**Short task**. Rewrite the listing below as a numbered list, from its first line up to and including the line that contains "[(57, 127), (139, 109)]". Omit blank lines and leave the pictures out of the answer.

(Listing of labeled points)
======

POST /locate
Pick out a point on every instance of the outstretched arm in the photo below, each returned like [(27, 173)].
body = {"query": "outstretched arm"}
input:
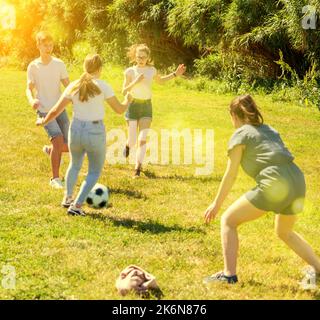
[(54, 112), (129, 83), (179, 72), (35, 103), (227, 182)]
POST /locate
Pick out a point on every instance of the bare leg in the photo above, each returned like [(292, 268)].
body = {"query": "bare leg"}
[(239, 212), (132, 133), (55, 155), (284, 229)]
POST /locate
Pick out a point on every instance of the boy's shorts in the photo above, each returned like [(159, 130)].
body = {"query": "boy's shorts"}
[(57, 127), (139, 109)]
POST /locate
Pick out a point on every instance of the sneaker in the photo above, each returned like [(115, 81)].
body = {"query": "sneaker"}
[(137, 172), (220, 277), (47, 150), (126, 151), (66, 202), (56, 183), (74, 211)]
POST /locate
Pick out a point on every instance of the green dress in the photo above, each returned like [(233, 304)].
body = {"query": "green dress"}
[(280, 185)]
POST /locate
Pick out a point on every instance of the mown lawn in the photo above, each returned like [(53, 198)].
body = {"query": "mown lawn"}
[(155, 222)]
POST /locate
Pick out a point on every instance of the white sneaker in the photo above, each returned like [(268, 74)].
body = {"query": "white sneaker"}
[(56, 183), (47, 149)]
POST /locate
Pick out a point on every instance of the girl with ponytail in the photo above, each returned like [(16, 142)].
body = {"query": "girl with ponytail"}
[(138, 81), (87, 131), (280, 187)]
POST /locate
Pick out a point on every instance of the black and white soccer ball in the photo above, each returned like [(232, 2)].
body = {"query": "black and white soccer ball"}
[(98, 196)]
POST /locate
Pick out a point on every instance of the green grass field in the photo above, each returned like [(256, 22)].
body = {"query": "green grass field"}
[(155, 222)]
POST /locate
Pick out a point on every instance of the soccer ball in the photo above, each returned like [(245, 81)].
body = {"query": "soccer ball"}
[(98, 196)]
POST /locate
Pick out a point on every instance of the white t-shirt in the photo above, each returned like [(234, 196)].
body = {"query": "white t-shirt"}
[(93, 109), (142, 90), (47, 80)]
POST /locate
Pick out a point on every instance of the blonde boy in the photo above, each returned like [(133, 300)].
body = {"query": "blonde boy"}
[(44, 77)]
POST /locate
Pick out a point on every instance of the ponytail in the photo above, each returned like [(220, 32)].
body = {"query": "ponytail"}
[(85, 86), (245, 108)]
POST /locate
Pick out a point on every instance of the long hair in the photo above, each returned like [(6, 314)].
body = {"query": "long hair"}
[(132, 51), (85, 86), (245, 108)]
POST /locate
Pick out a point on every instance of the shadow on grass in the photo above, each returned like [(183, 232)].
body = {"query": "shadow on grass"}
[(143, 226), (151, 175), (129, 193)]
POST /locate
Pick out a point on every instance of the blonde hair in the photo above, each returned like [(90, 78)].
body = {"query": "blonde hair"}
[(132, 51), (245, 108), (85, 86), (43, 36)]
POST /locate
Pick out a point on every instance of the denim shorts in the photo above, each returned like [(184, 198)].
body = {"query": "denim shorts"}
[(88, 136), (139, 109), (57, 127)]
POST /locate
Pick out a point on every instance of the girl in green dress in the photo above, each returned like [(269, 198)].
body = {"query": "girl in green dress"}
[(280, 187)]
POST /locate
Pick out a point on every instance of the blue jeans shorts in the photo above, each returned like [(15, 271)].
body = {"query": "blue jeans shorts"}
[(57, 127)]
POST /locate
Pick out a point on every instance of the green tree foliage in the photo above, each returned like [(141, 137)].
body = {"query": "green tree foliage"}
[(234, 40)]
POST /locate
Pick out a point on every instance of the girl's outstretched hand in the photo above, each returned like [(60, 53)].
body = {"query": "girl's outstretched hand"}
[(129, 97), (181, 70), (39, 121), (211, 212)]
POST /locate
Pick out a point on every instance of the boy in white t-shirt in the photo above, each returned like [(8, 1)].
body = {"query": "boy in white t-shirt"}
[(44, 77)]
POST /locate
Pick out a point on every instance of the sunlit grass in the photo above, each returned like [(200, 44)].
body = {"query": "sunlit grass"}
[(155, 222)]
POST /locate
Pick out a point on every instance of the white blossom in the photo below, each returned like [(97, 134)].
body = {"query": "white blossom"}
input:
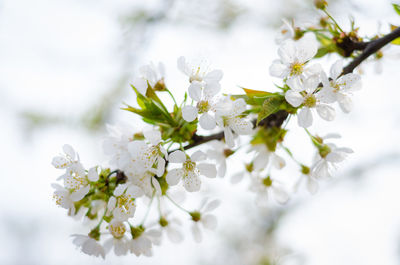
[(294, 57), (311, 99), (66, 199), (190, 171), (89, 245), (149, 74), (265, 187), (171, 228), (147, 181), (121, 204), (119, 241), (116, 145), (339, 88), (328, 156), (232, 119), (69, 161), (205, 103), (219, 153), (309, 179), (149, 157), (202, 216), (286, 31), (263, 156), (142, 243), (196, 73)]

======

**Written answer**.
1. POST /locate
2. Pick out a point on every instance of the outstretched arm in the photo below, each returned like [(27, 173)].
3. body = {"query": "outstretched arm"}
4. input:
5. [(54, 112), (129, 83), (179, 72), (35, 103), (227, 182)]
6. POST /locate
7. Pick out a point on every instance of the bare leg in the photo above, each returned like [(292, 268)].
8. body = {"query": "bare leg"}
9. [(239, 212), (132, 133), (55, 155), (284, 229)]
10. POST /locate
11. Pick out a point on every instance of the boy's shorts in the photo above, each returned like [(159, 130)].
12. body = {"query": "boy's shorts"}
13. [(57, 127), (139, 109)]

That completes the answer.